# [Your objective]
Work out how many lines of the listing hold the string "output", then answer with that number and nothing else.

# [Records provided]

┄┄┄┄┄┄

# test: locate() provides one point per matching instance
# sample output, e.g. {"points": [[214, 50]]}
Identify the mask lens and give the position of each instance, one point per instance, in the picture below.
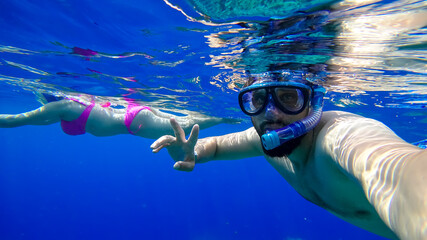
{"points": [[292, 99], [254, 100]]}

┄┄┄┄┄┄

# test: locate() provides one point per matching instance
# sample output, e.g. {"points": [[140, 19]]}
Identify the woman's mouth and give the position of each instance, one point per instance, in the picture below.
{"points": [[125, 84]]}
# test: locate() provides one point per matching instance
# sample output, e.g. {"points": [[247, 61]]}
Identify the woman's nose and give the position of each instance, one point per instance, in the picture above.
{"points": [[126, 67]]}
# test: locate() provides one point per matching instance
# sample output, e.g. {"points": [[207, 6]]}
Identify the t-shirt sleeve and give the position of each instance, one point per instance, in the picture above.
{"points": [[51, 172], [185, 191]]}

┄┄┄┄┄┄

# [Written solution]
4